* **Exercise instructions**:
a: Shorten the paragraph in the forum thread on improper integrals that begins "need help with whats going on," keeping its main facts.
b: Write the next post in the forum thread on improper integrals, following on from its final post.

* **Selected extract**:
Question

need improper integrals (converging/diverging) help...

Answer 1

need help with whats going on from after the 2nd equals sign in (ii).... the ln(ln(2)) - ... part. Any help will be appreciated.

Answer 2

im not sure how they are presenting that thing

Answer 3

essentially, you take the limit of the integration as "t" approaches the offensive part

Answer 4

for example:

\[\int_{0}^{1}\frac{1}{x}dx=\lim_{t\to\ 0}\int_{t}^{1}\frac{1}{x}dx\]

Answer 5

if the limit exists, it converges; if not, then it diverges

Answer 6

but why does ln(ln 2) - ln(ln a) -->1 as a --> 1+

Answer 7

i mean ...ln(ln(a)) --> inf ...

* **Data section**:
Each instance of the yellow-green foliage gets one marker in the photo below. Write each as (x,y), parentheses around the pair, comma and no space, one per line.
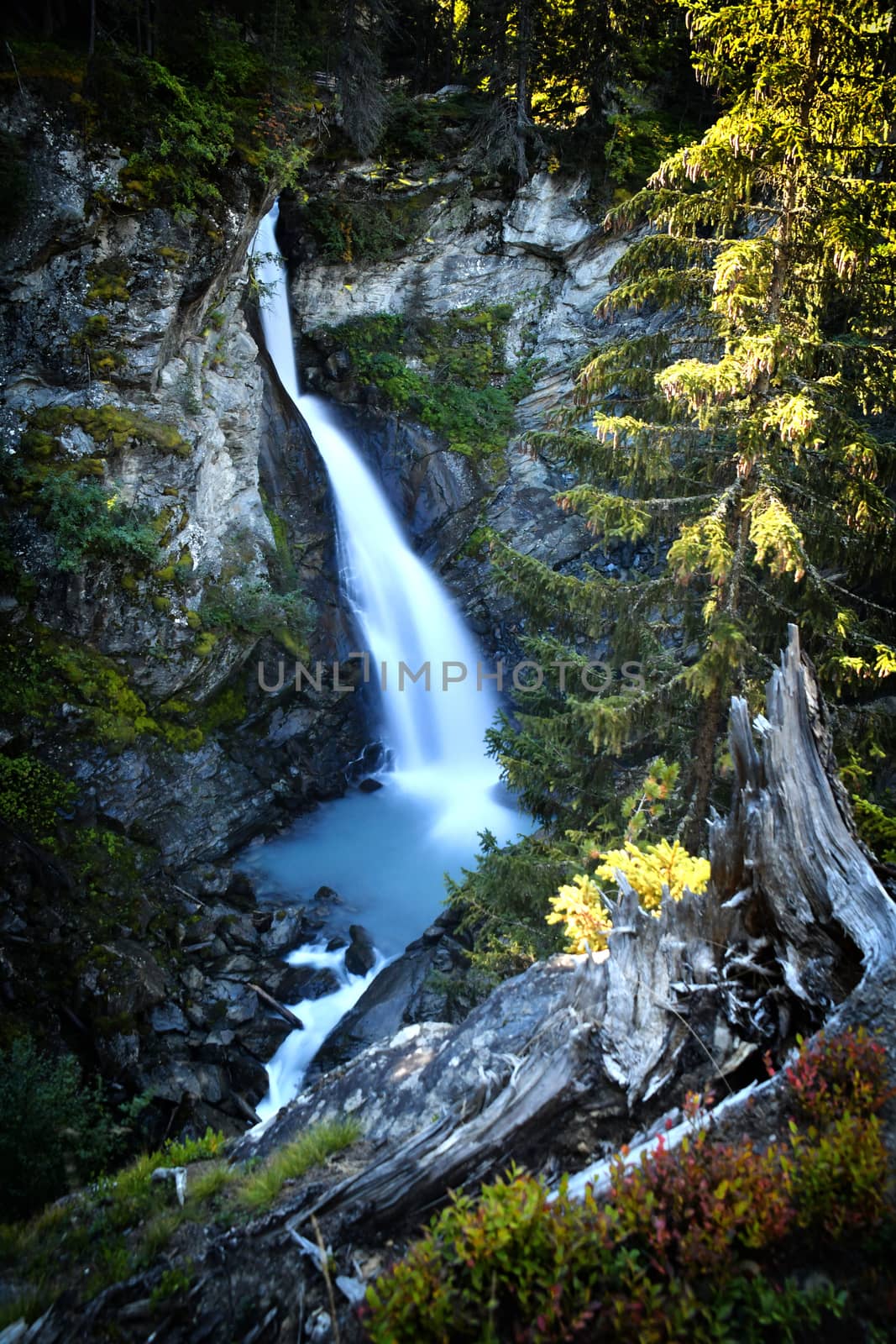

* **Responses for each task**:
a: Help is requested with the step after the second equals sign in (ii), starting with the ln(ln(2)) - ... part.

b:
Answer 8

what is \[\log0\]?

Answer 9

for the sake of clarity

as a goes to 1; ln a goes to 0 since ln(1) = 0

ln(0) approaches - inf

-(-inf) = inf

Answer 10

ooooooooooooh....i drew a picture of the ln graph and i get it. sorry....was being stupid.

Answer 11

Thanks for the responses :)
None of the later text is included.